WHAT IS EXPECTED>
Give every entry again, word for word and in full.

GIVEN RECORDS>
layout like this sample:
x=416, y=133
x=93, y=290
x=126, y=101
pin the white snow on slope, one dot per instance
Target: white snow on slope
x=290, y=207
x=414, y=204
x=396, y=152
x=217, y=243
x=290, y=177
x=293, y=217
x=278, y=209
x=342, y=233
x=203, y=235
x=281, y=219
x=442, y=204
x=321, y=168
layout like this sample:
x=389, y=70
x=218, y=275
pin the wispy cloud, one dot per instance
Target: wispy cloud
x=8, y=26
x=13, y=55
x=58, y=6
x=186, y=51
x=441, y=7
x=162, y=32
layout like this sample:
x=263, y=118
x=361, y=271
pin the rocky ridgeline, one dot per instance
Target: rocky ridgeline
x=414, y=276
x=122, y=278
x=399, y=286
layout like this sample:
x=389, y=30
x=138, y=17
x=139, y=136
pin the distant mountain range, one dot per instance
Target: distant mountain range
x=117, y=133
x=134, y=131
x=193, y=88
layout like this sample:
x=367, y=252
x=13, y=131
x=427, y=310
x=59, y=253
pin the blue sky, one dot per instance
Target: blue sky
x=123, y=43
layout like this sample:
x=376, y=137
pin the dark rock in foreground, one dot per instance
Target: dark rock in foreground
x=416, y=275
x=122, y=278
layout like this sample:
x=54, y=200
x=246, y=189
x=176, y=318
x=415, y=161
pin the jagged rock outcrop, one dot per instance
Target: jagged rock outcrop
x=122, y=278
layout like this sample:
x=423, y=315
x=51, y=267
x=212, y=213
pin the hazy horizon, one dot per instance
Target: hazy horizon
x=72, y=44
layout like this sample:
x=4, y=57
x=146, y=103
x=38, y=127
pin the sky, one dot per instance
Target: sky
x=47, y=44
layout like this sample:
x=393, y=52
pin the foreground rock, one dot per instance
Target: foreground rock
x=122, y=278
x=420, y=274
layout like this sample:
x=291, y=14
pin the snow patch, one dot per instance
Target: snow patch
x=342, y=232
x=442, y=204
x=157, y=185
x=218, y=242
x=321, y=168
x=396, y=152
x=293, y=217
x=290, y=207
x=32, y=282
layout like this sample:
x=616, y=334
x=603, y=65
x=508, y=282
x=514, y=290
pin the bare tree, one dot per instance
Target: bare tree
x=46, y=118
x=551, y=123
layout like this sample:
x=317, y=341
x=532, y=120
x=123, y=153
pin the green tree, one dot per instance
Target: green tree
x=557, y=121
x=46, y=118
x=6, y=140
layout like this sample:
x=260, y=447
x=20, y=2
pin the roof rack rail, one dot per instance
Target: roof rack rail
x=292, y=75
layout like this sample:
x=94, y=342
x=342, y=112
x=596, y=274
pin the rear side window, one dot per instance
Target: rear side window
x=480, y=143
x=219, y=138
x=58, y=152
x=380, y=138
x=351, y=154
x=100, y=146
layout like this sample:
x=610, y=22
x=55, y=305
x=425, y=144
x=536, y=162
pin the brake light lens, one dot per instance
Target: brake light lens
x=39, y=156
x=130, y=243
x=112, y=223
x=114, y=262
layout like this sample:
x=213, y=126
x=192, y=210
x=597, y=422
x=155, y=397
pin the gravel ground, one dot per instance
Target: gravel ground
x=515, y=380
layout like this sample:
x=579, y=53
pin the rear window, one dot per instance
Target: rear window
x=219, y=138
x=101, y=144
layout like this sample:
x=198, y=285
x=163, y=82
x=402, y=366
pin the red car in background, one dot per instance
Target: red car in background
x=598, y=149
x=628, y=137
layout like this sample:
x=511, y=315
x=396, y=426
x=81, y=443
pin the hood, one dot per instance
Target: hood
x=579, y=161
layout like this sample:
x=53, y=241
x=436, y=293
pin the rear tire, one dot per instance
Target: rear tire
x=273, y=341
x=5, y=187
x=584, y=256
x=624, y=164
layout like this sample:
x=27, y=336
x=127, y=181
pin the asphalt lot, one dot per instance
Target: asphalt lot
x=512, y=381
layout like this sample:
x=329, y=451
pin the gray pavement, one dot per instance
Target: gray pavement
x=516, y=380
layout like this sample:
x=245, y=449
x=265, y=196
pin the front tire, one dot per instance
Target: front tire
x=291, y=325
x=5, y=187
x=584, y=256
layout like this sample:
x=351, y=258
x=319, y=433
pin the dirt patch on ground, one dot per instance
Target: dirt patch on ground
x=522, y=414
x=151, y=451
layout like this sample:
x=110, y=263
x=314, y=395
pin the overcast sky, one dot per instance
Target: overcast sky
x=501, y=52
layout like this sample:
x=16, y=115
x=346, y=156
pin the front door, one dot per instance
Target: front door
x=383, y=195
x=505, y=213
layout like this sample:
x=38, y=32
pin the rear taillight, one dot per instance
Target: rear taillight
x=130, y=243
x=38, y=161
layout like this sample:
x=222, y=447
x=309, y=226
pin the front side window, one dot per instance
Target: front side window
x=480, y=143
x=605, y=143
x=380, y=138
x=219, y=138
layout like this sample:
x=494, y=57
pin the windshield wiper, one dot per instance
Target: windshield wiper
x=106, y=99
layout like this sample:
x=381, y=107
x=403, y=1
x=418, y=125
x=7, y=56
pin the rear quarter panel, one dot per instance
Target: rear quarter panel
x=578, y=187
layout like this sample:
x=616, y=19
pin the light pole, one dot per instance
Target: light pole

FINISHED ANSWER>
layout like this sample:
x=416, y=133
x=93, y=290
x=126, y=101
pin the white snow on slope, one dot per instance
Target: white snow on slope
x=290, y=207
x=414, y=204
x=396, y=152
x=217, y=243
x=290, y=177
x=293, y=217
x=278, y=209
x=342, y=233
x=203, y=235
x=281, y=219
x=442, y=204
x=321, y=168
layout like this sample:
x=389, y=70
x=218, y=275
pin the wispy cloud, one dot per instance
Target: wispy cloud
x=8, y=26
x=13, y=55
x=58, y=6
x=186, y=51
x=441, y=7
x=162, y=32
layout like this sample:
x=263, y=118
x=361, y=271
pin the rocky ridgeline, one dot per instance
Target: rocky ridgeline
x=414, y=276
x=122, y=278
x=399, y=286
layout like this sample:
x=389, y=30
x=138, y=17
x=139, y=136
pin the distant mountain range, one dot per instance
Target: distant mountain range
x=117, y=133
x=134, y=131
x=193, y=88
layout like this sample:
x=367, y=252
x=13, y=131
x=427, y=310
x=59, y=253
pin the blue sky, one dot per instance
Target: blue sky
x=123, y=43
layout like this sample:
x=376, y=137
pin the dark rock in foreground, one dot per instance
Target: dark rock in foreground
x=416, y=275
x=122, y=278
layout like this sample:
x=54, y=200
x=246, y=189
x=176, y=318
x=415, y=161
pin the jagged rock outcrop, one dot per instance
Target: jagged rock outcrop
x=122, y=278
layout like this sample:
x=423, y=315
x=51, y=267
x=212, y=213
pin the hazy horizon, one dot per instance
Target: hazy horizon
x=72, y=44
layout like this sample:
x=4, y=57
x=146, y=103
x=38, y=127
pin the sky, one dot per instance
Target: sky
x=47, y=44
layout like this sample:
x=393, y=52
pin the foreground rock, one dot per instance
Target: foreground rock
x=122, y=278
x=420, y=274
layout like this sample:
x=291, y=14
pin the snow patch, one dot per instance
Target: snow patch
x=342, y=232
x=442, y=204
x=157, y=185
x=218, y=242
x=321, y=168
x=396, y=152
x=293, y=217
x=290, y=207
x=32, y=282
layout like this sample:
x=616, y=334
x=603, y=65
x=508, y=282
x=514, y=290
pin the bare tree, one dot per instance
Target: bare tree
x=46, y=118
x=551, y=123
layout like this sample:
x=317, y=341
x=532, y=120
x=123, y=153
pin the green tree, one dot per instance
Target: green tree
x=557, y=121
x=46, y=118
x=6, y=140
layout like this sample:
x=260, y=447
x=20, y=2
pin the roof rack rail, one dot per instance
Target: roof rack rail
x=292, y=75
layout like this sample:
x=94, y=342
x=342, y=112
x=596, y=274
pin the rear side window, one dot per instance
Target: rear side window
x=480, y=143
x=219, y=138
x=58, y=152
x=380, y=138
x=351, y=154
x=100, y=146
layout like this sample:
x=610, y=22
x=55, y=305
x=425, y=144
x=536, y=162
pin the brake light lens, one dot per instance
Target: brake light lens
x=39, y=156
x=130, y=243
x=112, y=223
x=114, y=262
layout like this sample:
x=213, y=126
x=192, y=210
x=597, y=422
x=155, y=397
pin the gravel ground, one dot per instance
Target: gravel ground
x=515, y=380
layout like this sample:
x=579, y=53
pin the rear window, one dot per instance
Target: rear window
x=219, y=138
x=101, y=144
layout like this sample:
x=198, y=285
x=163, y=82
x=402, y=366
pin the red car in background, one dot per instance
Target: red car in background
x=598, y=149
x=628, y=137
layout like this sample:
x=511, y=315
x=396, y=426
x=81, y=443
pin the hood, one dot per instance
Target: hood
x=579, y=161
layout like this sample:
x=53, y=241
x=436, y=293
pin the rear tire, one dot per instance
Target: rear tire
x=273, y=341
x=5, y=187
x=584, y=256
x=624, y=164
layout like this sample:
x=27, y=336
x=127, y=181
pin the asphalt lot, one dot per instance
Target: asphalt lot
x=512, y=381
layout like this sample:
x=329, y=451
pin the gray pavement, one dot per instance
Target: gray pavement
x=516, y=380
layout like this sample:
x=245, y=449
x=265, y=196
pin the front tire, one dot per instance
Target: front tire
x=291, y=325
x=5, y=187
x=584, y=256
layout like this sample:
x=351, y=258
x=319, y=433
pin the dirt patch on ground, one dot per instance
Target: dirt patch on ground
x=522, y=414
x=151, y=451
layout like this sample:
x=110, y=263
x=314, y=395
pin the overcast sky, one dot per instance
Target: overcast sky
x=501, y=52
layout like this sample:
x=16, y=115
x=346, y=156
pin the front door, one dot per instance
Target: front door
x=383, y=195
x=505, y=213
layout like this sample:
x=38, y=32
pin the rear taillight, one dot per instance
Target: rear taillight
x=130, y=243
x=38, y=161
layout like this sample:
x=222, y=447
x=309, y=226
pin the front side window, one dot per instance
Target: front side window
x=480, y=143
x=605, y=143
x=380, y=138
x=219, y=138
layout like this sample:
x=494, y=57
pin the windshield wiper, one dot per instance
Target: windshield wiper
x=106, y=99
layout like this sample:
x=381, y=107
x=403, y=1
x=418, y=125
x=7, y=56
pin the rear quarter panel, one dot per instance
Target: rear quarter panel
x=578, y=187
layout like this sample:
x=616, y=19
pin the light pole, one dot per instance
Target: light pole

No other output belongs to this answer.